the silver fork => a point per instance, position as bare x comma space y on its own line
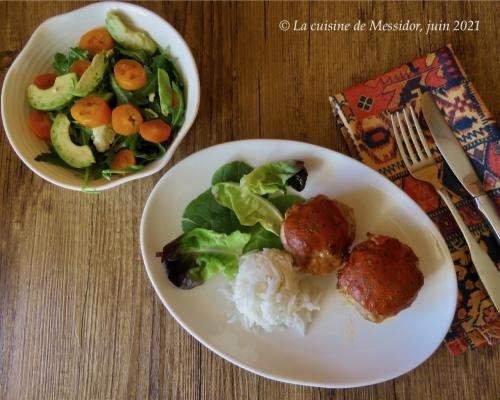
421, 165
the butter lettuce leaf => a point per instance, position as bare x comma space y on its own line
249, 208
275, 177
196, 256
231, 172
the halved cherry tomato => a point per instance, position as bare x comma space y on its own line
96, 40
91, 111
155, 131
79, 67
123, 159
130, 74
44, 81
40, 123
126, 119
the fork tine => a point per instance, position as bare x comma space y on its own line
420, 133
413, 136
399, 143
406, 140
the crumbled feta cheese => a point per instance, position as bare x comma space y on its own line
103, 136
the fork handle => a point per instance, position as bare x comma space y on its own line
486, 269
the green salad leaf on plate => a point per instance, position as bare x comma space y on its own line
275, 177
197, 255
250, 208
227, 221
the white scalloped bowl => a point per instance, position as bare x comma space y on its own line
58, 34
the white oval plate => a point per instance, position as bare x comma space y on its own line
340, 349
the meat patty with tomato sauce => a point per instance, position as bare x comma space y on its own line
318, 234
381, 277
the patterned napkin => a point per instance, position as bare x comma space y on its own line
362, 114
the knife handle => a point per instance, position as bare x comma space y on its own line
486, 269
487, 208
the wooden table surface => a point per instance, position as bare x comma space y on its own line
78, 316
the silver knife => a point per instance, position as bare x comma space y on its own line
455, 157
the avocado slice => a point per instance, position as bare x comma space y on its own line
54, 97
73, 155
128, 38
164, 91
92, 76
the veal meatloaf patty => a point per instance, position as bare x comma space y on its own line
381, 277
318, 233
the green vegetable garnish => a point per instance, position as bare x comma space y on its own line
195, 256
248, 207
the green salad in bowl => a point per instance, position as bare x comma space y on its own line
113, 105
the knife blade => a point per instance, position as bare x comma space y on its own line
454, 155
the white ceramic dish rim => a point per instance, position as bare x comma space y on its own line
155, 166
220, 353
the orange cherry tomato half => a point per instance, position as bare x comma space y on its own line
126, 119
44, 81
130, 74
79, 67
96, 40
123, 159
40, 124
155, 131
91, 111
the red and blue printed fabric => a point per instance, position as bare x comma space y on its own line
363, 114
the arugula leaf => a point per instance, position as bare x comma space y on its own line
52, 157
178, 115
122, 96
107, 173
138, 55
62, 63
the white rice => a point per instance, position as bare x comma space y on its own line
269, 293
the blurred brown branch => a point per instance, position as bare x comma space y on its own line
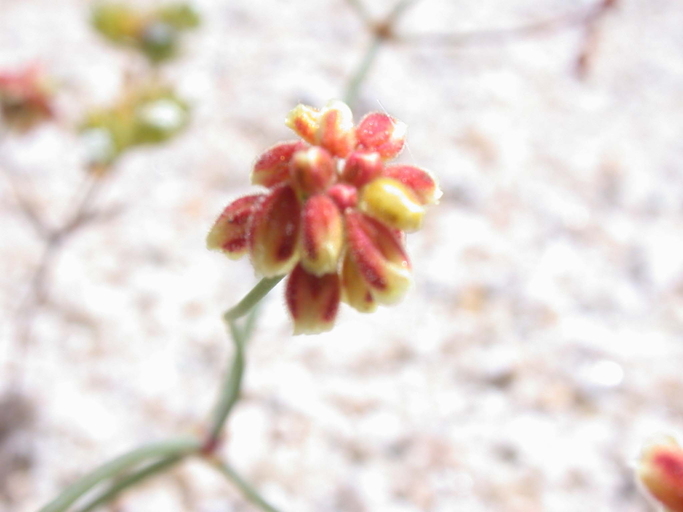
585, 18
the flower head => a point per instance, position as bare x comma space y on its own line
25, 98
153, 32
333, 215
660, 470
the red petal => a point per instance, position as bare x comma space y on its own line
380, 257
272, 167
418, 180
322, 235
313, 301
312, 170
274, 232
336, 132
381, 133
361, 168
229, 232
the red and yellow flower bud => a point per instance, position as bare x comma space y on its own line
392, 203
337, 226
361, 167
25, 99
230, 232
660, 470
381, 133
272, 167
322, 235
274, 232
304, 120
336, 132
312, 171
420, 181
378, 252
355, 291
313, 301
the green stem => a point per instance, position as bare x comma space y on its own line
232, 383
252, 298
247, 490
353, 87
175, 447
129, 480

- **Assigned task**
An exact copy of the entries, minus the pictures, is what to return.

- **Exercise result**
the silver fork => a point per instance, position as bare x comma space y on its own line
421, 165
the butter lettuce leaf => a point per instance, position as bare x comma space y on its own line
249, 208
275, 177
196, 256
231, 172
the halved cherry tomato => a point per instance, position as bare x comma space y on its own line
96, 40
91, 111
155, 131
79, 67
123, 159
130, 74
44, 81
40, 123
126, 119
the fork tine => a point per instance, position as bare x comma space y on its own line
420, 133
413, 136
399, 143
406, 140
the crumbled feta cheese => a point per instance, position as bare x comma space y on its own line
103, 136
the fork handle => a point per instance, position as bare x comma space y on its own line
486, 269
the green salad leaf on plate => a point per instance, position as bare x comma space y on its own line
275, 177
197, 255
250, 208
227, 221
the white scalloped bowl => a point per instance, position as bare x comma space y on its own line
58, 34
the white oval plate => a point per instance, position as bare x comma space y on its own line
340, 349
the meat patty with tomato sauce => a point per instance, position as bare x comma space y on its own line
318, 234
381, 277
the patterned napkin => a point per instance, position as bare x comma space y on its own line
362, 114
the knife handle => a point per instance, position as bare x comma space y on its own line
486, 269
487, 208
the wooden table surface => a point per instance, position as bare x comma space y on its own line
78, 316
the silver knife => a point per instance, position as bare x comma space y on its own line
455, 157
the avocado slice => a point per instance, position as bare x comma space y on its own line
54, 97
73, 155
128, 38
164, 91
92, 76
the veal meatloaf patty => a point per instance, position as bare x comma space y on its own line
381, 277
318, 233
the green vegetable garnish => a point per instance, position as bare x comma space y on its own line
195, 256
248, 207
the green salad in bowl => a point per instance, position as bare x comma space y on its own line
113, 105
the knife blade => a point per instance, position as bare x comma space y on its own line
454, 155
the white ceramic dish rim => a point per instance, position as bare x comma space y on its own line
155, 166
220, 353
the orange cherry tomato half => a point per instance, position as bare x comma space y on its own line
126, 119
44, 81
130, 74
79, 67
96, 40
123, 159
40, 124
155, 131
91, 111
the red and blue printed fabric => a point per instance, position as bare x comma space y on its own line
363, 114
the arugula leaf => a point per instance, position as bare x comma space y on its own line
52, 157
178, 115
122, 96
107, 173
138, 55
62, 63
the white rice => a point per instance, position as bare x comma space y on its own line
269, 293
the blurred brown branch => a point per instance, position as bare x comma space y on its own line
585, 18
the flower head => a point per instance, position as bare x comma space y on its own line
25, 98
153, 32
333, 215
660, 470
the red petal => a point per instance, position as bare x comma space y on its own line
380, 257
272, 167
418, 180
322, 235
313, 301
312, 170
274, 232
336, 132
381, 133
361, 168
229, 232
the red and yellow flower bud => a point per instance, position as bare x comma space y on its own line
392, 203
337, 226
361, 167
25, 99
230, 232
660, 470
381, 133
272, 167
322, 235
274, 232
304, 120
336, 132
312, 171
420, 181
378, 252
355, 291
313, 301
the green stem => a point per instance, position as bare x comma space y on its own line
232, 383
252, 298
247, 490
353, 87
175, 447
129, 480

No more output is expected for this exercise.